##### Selected passage #####
SECTIONS:
1. First SAT Test, Math Section 3
2. Third SAT Test, Math Section 1
SCORE:
1. 13/20
2. 18/20
INCORRECT ANSWERS:
*FIRST SAT TEST MATH SECTION 3*
I am not going to list them, but i had three careless mistakes in this chapter that are all not a big deal.
1. If x^2 + y^2 =73 and xy=24, what is the value of (x+y)^2?
How to i break up x^2+y^2=73?
2. If (a+b)^(1/2)= (a-b)^(-1/2), which of the following must be true?
* b= 0 (zero)
*a+b=1
*a-b=1
*a^2 +b^2 =1
*a^2-b^2=1
I understood how to break down (a+b)^(1/2)
into a square root sign but i'm still not completely clarifyed on a negative square root. This weekend, when i am completely free ( as i won't have any work to do and no friends to catch up with) I will spend my extra time trying to learn everything (functions, negative square roots)
3. The figure above shows the graphs of y=x^2 and y=a-x^2 for some constant a. If the length of line PQ is equal to 6, what is the value of a?
*6
*9
*12
*15
*18
My problem is i don't get this diagram & i have never seen anything like it.
4. Set X has x members and say Y has y members. Set Z consists of all members that are in either set X or set Y with the exception of the k common members (k>0). Which of the following represents the number of members in set Z?
*x+y+k
*x+y-k
*x+y+2k
*x+y-2k
*2x+2y-2k
I just don't understand any of this problem. I have thought about it but mainly i am puzzled at "k>0". What does that mean??
*THIRD SAT TEST, MATH SECTION 1*
1. For which of the following functions is f(-3)>f(3) ?
*f(x)=4x^2
*f(x)=4
*f(x)=4/x
*f(x)=4-x^3
*f(x)=x^4+4
My fundamentals are screwed up. I will study functions this weekend.
#####
▸ **Set tasks**
**a.** According to the SAT practice log, how many careless mistakes did the writer make in the First SAT Test, Math Section 3?
**b.** Carry on the SAT practice log from the point at which it stops.
##### Dataset records #####
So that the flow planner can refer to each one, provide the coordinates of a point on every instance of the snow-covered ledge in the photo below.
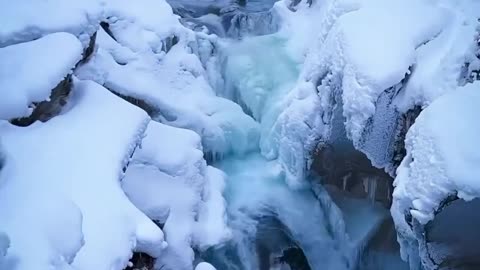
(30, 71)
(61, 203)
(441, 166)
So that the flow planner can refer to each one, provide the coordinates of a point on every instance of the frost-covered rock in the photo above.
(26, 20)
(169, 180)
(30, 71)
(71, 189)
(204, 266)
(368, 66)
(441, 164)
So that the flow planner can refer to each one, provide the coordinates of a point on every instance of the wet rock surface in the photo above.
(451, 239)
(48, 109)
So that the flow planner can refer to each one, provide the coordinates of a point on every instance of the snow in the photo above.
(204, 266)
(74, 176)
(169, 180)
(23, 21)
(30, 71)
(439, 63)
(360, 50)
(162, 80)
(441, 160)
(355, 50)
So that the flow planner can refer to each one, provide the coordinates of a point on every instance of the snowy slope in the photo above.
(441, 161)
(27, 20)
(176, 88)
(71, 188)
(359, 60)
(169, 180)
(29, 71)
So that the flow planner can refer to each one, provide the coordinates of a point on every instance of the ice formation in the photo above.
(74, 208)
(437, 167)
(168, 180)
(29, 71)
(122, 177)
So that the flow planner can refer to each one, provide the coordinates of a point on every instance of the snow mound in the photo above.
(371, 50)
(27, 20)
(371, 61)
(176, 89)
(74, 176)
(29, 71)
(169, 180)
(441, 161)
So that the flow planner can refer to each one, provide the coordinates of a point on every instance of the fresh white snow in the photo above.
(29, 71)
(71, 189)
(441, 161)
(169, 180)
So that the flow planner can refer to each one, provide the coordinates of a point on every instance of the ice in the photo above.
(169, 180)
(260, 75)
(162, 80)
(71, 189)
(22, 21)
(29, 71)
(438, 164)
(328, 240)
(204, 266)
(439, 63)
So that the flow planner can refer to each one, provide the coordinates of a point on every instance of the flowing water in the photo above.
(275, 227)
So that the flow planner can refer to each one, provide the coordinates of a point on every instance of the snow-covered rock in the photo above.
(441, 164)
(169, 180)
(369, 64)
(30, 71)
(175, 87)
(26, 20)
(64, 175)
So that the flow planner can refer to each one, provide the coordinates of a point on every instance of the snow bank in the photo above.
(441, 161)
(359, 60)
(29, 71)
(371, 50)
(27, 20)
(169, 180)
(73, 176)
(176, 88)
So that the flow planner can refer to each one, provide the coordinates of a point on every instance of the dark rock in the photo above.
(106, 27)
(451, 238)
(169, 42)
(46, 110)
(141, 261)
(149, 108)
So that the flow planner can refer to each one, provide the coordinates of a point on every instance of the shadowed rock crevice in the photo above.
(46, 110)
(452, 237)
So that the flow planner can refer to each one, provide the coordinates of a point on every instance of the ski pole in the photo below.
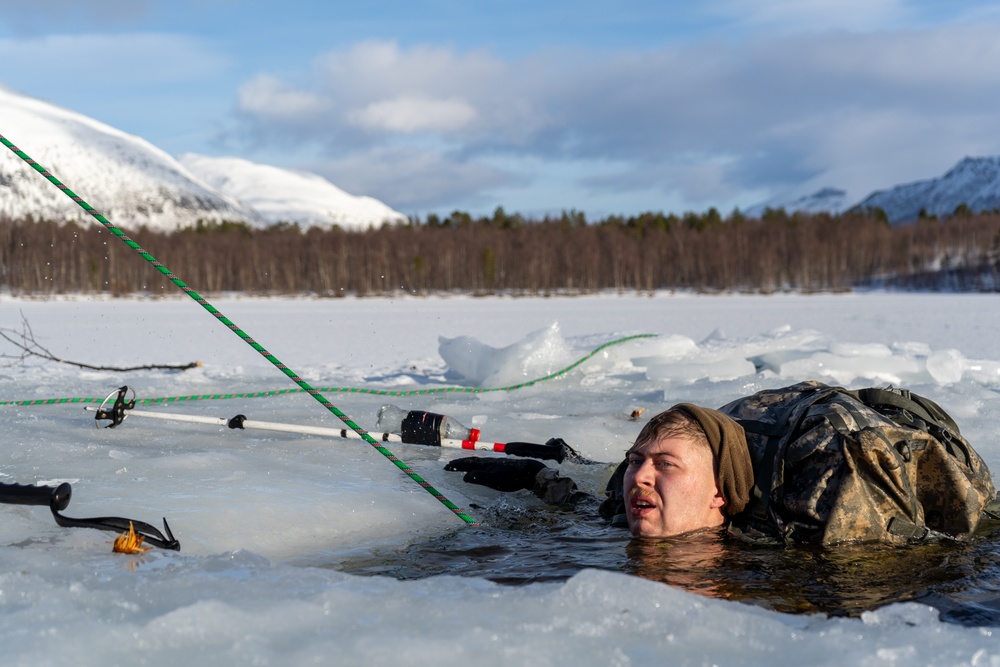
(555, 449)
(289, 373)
#####
##### Dataset records #####
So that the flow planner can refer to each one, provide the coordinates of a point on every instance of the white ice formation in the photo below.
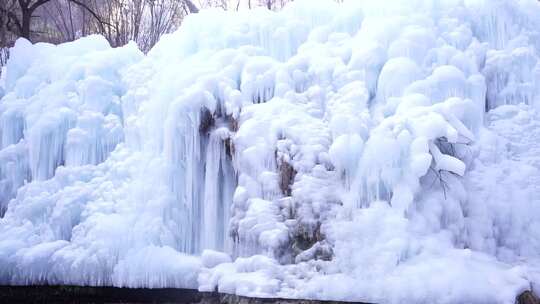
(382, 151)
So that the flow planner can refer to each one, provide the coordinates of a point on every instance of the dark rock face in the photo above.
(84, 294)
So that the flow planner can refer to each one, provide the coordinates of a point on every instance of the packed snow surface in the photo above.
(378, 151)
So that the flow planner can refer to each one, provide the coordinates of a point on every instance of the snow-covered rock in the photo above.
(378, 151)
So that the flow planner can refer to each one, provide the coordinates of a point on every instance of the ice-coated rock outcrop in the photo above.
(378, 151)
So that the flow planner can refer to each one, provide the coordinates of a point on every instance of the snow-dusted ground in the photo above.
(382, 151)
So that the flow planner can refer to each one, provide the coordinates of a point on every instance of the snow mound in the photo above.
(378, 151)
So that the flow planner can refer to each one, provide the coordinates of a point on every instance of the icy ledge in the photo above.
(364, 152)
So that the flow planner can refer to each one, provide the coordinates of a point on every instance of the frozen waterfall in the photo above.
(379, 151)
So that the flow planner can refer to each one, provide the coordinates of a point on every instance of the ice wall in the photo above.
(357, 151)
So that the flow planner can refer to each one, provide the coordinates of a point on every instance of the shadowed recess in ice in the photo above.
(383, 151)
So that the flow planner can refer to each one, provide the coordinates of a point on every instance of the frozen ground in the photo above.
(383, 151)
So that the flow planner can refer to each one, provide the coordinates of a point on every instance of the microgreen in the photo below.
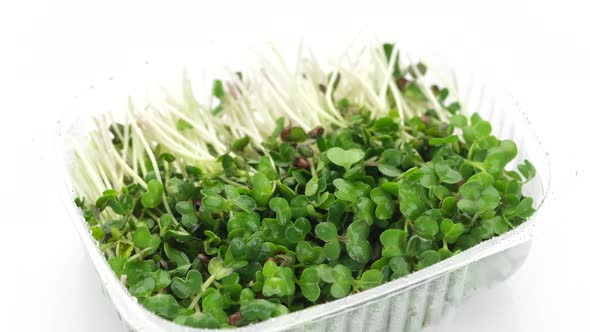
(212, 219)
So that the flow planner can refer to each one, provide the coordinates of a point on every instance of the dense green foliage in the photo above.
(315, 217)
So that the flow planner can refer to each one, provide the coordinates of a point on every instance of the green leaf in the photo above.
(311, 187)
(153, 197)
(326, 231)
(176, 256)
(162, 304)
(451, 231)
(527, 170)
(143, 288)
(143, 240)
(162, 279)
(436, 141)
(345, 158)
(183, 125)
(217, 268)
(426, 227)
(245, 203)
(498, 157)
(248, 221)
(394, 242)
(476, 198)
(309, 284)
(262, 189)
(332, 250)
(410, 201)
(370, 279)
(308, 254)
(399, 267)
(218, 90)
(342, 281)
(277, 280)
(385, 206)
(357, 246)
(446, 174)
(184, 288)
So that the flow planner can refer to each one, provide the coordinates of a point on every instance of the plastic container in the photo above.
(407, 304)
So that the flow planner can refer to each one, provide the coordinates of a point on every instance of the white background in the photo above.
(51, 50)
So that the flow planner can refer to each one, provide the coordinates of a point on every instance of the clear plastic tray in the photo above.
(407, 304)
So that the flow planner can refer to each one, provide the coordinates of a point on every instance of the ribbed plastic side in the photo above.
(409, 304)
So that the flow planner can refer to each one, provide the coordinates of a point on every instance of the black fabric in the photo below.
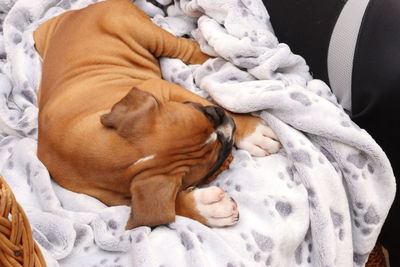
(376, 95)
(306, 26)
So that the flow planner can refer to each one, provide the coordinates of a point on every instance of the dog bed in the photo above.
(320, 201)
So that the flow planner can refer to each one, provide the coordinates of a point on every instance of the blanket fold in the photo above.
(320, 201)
#####
▸ **The results**
**a.** Three.

**b.**
2. A total of k passengers went on a bus trip. Each of the n buses that were used to transport the passengers could seat a maximum of x passengers. If one bus has 3 empty seats and the remaining buses were filled, which of the following expresses the relationship among n, x and k?
*nx-3=k
*nx+3=k ~
*n+x+3=k
*nk=x+3
*nk=x-3
I filled in numbers again. I used 23 for k, 4 for n and 5 for x. My answer was~.'
1 comment:
For #3 above...
At points P and Q, the value of y must be the same for both equations because the lines are at the same point.
That means x^2 = y = a - x^2 at P and Q.
I could just take the y out of that previous expression, and I would have x^2 = a - x^2.
Solving for a, I get a = x^2 + x^2.
Do I know what x is at points P and Q? Yes. They told me that the line between P and Q is equal to 6, so the distance from the y axis to point P is 3 (which would mean the value of the x coordinate at that point is -3). In the same way, the value of x at point P equals 3.
Now we can plug in 3 (or -3) into our equation a = x^2 + x^2 to solve for a. a = 9 + 9 = 18, answer (E).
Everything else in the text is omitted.